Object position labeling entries
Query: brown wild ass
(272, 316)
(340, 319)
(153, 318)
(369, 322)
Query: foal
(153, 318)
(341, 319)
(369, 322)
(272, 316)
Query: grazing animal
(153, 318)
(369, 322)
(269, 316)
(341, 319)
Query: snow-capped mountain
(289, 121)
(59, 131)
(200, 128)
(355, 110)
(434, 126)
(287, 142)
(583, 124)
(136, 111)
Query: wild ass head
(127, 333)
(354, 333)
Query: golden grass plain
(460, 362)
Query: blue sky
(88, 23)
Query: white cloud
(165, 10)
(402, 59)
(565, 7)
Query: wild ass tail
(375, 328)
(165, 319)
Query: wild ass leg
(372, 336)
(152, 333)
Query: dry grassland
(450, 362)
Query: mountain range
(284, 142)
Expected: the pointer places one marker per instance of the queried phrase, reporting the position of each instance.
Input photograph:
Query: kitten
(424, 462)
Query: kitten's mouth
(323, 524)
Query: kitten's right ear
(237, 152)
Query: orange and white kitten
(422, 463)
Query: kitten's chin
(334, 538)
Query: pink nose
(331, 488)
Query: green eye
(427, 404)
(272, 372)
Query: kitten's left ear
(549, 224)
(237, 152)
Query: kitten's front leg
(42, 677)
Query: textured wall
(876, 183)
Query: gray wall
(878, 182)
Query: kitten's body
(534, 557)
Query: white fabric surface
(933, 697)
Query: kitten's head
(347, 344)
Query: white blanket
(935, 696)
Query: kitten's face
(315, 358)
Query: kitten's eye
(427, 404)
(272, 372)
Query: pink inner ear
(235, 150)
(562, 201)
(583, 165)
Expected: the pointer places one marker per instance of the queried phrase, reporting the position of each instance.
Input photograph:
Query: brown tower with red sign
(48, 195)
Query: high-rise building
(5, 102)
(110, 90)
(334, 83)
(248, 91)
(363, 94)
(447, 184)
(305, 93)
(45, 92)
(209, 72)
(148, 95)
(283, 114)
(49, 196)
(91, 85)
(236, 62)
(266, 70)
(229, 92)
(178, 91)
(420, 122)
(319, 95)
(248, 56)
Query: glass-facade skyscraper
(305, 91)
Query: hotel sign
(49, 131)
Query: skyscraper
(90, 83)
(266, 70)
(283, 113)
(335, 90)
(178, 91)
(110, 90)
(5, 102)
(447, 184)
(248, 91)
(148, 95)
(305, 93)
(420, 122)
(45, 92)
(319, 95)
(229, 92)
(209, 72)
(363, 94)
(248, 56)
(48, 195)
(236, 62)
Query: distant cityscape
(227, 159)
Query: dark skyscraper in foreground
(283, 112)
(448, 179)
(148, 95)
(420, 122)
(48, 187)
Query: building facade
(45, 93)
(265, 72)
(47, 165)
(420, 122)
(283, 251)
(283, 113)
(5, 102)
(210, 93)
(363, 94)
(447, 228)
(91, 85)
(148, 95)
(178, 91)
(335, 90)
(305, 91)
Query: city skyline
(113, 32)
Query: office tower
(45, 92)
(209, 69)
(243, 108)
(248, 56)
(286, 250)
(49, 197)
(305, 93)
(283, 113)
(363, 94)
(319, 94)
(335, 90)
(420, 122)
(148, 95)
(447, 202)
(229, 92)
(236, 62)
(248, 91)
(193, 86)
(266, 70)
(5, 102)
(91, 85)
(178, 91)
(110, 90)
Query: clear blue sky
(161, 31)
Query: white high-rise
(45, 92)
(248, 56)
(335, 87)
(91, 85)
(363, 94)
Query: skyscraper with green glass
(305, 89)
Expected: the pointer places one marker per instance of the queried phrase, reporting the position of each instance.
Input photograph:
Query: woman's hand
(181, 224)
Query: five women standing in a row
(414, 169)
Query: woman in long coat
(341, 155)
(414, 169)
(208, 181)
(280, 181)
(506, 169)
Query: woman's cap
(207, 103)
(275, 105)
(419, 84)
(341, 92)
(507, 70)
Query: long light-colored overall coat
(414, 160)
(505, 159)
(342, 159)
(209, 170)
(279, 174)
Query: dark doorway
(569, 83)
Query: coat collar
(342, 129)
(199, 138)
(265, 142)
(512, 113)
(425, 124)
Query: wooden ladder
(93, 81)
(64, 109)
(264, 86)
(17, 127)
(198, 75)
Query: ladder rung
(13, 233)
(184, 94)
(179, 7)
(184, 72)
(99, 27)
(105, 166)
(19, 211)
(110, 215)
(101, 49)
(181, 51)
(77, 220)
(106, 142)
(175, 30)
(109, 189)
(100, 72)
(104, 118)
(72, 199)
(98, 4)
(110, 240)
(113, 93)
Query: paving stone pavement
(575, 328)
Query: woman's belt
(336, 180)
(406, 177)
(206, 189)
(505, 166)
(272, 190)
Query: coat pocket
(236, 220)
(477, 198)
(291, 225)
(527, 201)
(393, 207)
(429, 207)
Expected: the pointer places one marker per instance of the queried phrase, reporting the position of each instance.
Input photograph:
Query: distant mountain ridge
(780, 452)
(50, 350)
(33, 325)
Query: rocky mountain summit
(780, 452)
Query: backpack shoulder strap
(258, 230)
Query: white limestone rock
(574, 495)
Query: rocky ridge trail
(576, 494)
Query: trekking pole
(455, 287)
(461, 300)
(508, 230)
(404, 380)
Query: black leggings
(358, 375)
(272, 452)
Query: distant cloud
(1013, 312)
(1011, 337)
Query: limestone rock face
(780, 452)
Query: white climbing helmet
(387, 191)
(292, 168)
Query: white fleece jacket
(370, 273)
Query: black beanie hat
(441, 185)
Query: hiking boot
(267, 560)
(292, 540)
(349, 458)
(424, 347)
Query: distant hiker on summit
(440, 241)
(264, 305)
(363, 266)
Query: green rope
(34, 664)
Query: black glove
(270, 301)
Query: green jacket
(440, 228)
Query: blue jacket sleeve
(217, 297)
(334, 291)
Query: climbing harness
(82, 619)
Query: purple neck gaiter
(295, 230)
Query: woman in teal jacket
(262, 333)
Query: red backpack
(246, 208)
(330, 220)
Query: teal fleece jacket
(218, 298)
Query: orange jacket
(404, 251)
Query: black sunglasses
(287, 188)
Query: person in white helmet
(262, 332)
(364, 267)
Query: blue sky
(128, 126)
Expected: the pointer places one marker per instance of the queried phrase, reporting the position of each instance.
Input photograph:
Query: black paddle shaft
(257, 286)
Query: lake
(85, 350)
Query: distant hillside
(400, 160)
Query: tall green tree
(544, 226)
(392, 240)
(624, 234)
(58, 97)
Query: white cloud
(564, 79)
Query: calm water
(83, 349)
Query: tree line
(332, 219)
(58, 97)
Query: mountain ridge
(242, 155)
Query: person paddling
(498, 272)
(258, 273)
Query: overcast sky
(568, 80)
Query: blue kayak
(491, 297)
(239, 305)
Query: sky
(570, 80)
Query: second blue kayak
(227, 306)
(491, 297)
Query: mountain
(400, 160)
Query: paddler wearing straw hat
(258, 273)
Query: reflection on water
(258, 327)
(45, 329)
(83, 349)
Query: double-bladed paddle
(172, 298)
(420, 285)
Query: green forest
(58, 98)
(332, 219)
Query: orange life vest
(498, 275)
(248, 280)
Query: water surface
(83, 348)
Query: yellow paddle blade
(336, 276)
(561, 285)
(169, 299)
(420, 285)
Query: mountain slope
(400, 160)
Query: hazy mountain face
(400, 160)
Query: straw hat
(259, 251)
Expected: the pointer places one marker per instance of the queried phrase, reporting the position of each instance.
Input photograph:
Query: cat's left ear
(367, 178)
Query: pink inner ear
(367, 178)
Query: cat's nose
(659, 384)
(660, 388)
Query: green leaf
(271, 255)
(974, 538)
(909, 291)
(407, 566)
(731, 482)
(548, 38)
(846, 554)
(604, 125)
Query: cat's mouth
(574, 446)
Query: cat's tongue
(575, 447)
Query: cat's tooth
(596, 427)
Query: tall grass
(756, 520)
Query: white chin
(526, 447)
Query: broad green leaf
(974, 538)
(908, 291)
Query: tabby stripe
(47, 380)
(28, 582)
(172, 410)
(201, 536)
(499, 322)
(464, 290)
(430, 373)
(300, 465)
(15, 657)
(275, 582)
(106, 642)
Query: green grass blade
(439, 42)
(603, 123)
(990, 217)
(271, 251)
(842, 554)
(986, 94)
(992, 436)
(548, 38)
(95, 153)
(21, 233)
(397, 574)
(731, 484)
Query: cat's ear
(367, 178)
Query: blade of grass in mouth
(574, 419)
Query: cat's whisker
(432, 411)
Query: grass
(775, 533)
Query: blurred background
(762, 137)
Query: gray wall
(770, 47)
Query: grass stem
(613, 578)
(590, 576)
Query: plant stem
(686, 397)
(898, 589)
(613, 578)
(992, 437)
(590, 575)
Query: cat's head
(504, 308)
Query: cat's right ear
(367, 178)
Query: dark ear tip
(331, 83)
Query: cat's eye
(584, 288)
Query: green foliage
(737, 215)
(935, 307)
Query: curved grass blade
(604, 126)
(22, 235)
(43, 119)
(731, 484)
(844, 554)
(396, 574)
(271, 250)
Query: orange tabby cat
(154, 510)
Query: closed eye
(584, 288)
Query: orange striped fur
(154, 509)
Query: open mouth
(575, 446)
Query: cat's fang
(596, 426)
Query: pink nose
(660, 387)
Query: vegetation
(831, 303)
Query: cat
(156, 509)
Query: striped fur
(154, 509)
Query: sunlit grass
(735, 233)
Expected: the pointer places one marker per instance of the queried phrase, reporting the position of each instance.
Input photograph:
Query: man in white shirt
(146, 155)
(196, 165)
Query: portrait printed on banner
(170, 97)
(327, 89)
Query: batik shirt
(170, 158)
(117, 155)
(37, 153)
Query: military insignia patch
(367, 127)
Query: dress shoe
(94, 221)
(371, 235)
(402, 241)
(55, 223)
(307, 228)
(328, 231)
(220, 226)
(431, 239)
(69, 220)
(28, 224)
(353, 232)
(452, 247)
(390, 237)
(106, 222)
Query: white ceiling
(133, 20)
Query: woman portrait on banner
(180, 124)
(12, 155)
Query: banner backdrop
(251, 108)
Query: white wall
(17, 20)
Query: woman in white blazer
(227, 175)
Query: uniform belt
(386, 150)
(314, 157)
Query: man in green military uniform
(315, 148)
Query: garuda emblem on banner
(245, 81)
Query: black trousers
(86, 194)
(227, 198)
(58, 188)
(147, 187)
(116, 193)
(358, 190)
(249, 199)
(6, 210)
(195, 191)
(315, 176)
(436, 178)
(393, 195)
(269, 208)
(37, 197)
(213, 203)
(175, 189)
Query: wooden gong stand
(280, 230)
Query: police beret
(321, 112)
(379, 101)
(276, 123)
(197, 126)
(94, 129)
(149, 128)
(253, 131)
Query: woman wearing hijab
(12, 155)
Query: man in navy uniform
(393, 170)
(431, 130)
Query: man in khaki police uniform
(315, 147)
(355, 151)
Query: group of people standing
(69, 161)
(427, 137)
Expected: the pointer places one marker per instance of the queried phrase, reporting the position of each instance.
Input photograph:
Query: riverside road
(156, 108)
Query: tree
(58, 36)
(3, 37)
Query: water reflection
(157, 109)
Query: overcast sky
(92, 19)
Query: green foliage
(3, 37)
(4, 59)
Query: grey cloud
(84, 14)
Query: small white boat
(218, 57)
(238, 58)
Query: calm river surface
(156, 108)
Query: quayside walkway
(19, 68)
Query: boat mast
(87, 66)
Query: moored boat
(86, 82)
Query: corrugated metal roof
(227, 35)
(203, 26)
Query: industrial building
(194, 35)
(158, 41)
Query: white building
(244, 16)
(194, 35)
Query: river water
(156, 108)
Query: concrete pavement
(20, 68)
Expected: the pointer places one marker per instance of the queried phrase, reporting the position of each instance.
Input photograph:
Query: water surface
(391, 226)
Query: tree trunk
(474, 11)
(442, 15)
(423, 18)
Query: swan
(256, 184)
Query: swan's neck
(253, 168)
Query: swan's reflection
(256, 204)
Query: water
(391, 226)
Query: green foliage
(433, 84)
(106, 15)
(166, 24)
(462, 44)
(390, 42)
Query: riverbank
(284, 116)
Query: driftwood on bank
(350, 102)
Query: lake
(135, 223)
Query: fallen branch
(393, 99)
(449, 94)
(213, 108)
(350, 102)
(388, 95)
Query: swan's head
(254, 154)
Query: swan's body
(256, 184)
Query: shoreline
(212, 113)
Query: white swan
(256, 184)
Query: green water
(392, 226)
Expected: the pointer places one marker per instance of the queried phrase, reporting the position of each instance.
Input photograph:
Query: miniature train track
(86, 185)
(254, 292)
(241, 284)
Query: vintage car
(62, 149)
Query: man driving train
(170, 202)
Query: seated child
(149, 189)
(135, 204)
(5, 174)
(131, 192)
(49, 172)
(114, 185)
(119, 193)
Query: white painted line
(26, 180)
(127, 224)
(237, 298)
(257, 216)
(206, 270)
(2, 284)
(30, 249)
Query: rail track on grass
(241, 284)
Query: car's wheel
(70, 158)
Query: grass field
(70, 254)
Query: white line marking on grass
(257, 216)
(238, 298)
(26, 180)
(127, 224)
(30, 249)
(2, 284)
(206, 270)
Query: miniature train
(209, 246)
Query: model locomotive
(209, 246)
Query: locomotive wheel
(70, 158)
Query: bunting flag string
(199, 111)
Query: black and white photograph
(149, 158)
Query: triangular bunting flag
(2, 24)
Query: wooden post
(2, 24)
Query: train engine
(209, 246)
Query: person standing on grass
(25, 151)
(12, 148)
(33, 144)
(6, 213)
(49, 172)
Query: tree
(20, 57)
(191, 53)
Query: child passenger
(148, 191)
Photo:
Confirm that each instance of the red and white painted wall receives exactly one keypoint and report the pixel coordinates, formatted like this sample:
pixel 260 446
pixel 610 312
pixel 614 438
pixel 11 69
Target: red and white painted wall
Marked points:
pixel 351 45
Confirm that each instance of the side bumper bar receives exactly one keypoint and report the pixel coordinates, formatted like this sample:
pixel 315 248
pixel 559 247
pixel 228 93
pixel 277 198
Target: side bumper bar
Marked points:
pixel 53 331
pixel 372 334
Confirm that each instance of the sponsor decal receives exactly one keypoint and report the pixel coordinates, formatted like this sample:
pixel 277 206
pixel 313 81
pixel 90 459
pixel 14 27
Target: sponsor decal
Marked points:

• EXERCISE REQUIREMENTS: From the line containing "Query: white line marking on grass" down to the last line, reproduce the records exactly. Include both ends.

• EXERCISE OUTPUT:
Query: white line marking on grass
(257, 216)
(238, 298)
(26, 180)
(127, 224)
(30, 249)
(2, 284)
(206, 270)
Query: miniature train
(209, 246)
Query: model locomotive
(209, 246)
Query: locomotive wheel
(70, 158)
Query: bunting flag string
(199, 111)
Query: black and white photograph
(149, 158)
Query: triangular bunting flag
(2, 24)
Query: wooden post
(2, 24)
Query: train engine
(209, 246)
Query: person standing on grass
(25, 151)
(12, 148)
(33, 144)
(6, 213)
(49, 172)
Query: tree
(20, 57)
(191, 53)
Query: child passenger
(148, 191)
Photo:
Confirm that each instance of the red and white painted wall receives exactly one keypoint and report the pixel coordinates, formatted like this sample:
pixel 260 446
pixel 610 312
pixel 614 438
pixel 11 69
Target: red and white painted wall
Marked points:
pixel 351 45
Confirm that each instance of the side bumper bar receives exactly one keypoint and report the pixel coordinates, formatted like this sample:
pixel 315 248
pixel 559 247
pixel 228 93
pixel 277 198
Target: side bumper bar
Marked points:
pixel 53 331
pixel 372 334
Confirm that each instance of the sponsor decal receives exactly one keypoint and report the pixel coordinates, formatted like this sample:
pixel 277 206
pixel 313 81
pixel 90 459
pixel 14 27
Target: sponsor decal
Marked points:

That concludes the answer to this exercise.